Dr AKK : Malheureusement non. Nous sommes une entreprise de l'Etat mais, nous n'avons pas le pouvoir d'aller arrêter les travaux de construction d’un bâtiment. Nous donnons les résultats de nos mesures et c'est le ministère de la Construction qui décide de l’arrêt des travaux. Et les mesures qui sont en train d'être prises par la tutelle vont nous aider dans l'accomplissement de notre mission.
Mais, vous me faites rebondir sur une autre mission du LBTP qui est le contrôle des installations électriques intérieures qu'on appelle Securel. Vous savez qu'avant 1981, il y a eu beaucoup d'incendies, beaucoup d'électrocutions, beaucoup d'Ivoiriens sont morts. Donc, le gouvernement du président Houphouët-Boigny a pris la décision en 1981 d’instaurer un contrôle électrique dans les bâtiments avant que l'EECI (Energie Electrique de Côte d’Ivoire) ou, aujourd’hui la CIE (Compagnie Ivoirienne d’Electricité), ou n'installe l'électricité.
Vous constatez que depuis 1981, dans les maisons il y a moins d'incendies et d'électrocutions parce que Securel, depuis 32 ans, joue ce rôle avec efficacité. Nous souhaitons donc qu'au niveau de la construction, ces exigences soient faites. Qu'on fasse obligation à tout constructeur de faire une étude de sol, de contrôler la qualité de ses matériaux. Une fois que cela sera fait, les problèmes que nous connaissons au niveau des bâtiments seront résolus comme celui de l'électricité.
========================================
*Exercice*
Recopiez à l'identique le passage du texte extrait en commençant par « Vous constatez que » et en allant jusqu'à « celui de l'électricité. ».
========================================
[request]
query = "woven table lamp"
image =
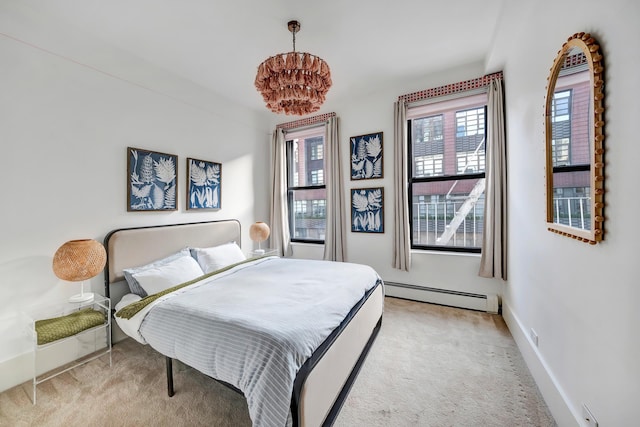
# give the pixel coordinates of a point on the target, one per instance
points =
(77, 261)
(259, 232)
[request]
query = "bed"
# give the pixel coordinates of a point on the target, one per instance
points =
(323, 354)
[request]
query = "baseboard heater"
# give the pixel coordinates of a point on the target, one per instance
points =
(480, 302)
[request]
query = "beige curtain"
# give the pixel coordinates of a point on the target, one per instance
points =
(335, 236)
(401, 241)
(279, 220)
(493, 262)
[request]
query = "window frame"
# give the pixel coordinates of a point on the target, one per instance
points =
(291, 160)
(412, 180)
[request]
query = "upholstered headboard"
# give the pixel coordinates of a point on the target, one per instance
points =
(132, 247)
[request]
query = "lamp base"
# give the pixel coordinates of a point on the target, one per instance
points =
(82, 297)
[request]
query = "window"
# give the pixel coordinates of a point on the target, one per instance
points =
(447, 174)
(305, 185)
(561, 128)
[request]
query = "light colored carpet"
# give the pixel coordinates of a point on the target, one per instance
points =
(430, 366)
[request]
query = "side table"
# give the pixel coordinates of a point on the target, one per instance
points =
(86, 325)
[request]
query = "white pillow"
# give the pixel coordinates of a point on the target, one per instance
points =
(134, 286)
(176, 272)
(217, 257)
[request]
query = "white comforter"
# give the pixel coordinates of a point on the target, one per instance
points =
(255, 325)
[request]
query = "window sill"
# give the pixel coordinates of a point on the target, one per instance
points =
(446, 253)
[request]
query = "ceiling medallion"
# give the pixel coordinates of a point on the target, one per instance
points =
(295, 82)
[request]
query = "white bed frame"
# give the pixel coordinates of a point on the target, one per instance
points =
(323, 382)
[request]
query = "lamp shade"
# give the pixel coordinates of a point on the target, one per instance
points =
(259, 231)
(79, 260)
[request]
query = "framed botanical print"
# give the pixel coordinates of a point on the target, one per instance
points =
(205, 181)
(151, 180)
(367, 210)
(366, 156)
========================================
*Réponse attendue*
Vous constatez que depuis 1981, dans les maisons il y a moins d'incendies et d'électrocutions parce que Securel, depuis 32 ans, joue ce rôle avec efficacité. Nous souhaitons donc qu'au niveau de la construction, ces exigences soient faites. Qu'on fasse obligation à tout constructeur de faire une étude de sol, de contrôler la qualité de ses matériaux. Une fois que cela sera fait, les problèmes que nous connaissons au niveau des bâtiments seront résolus comme celui de l'électricité.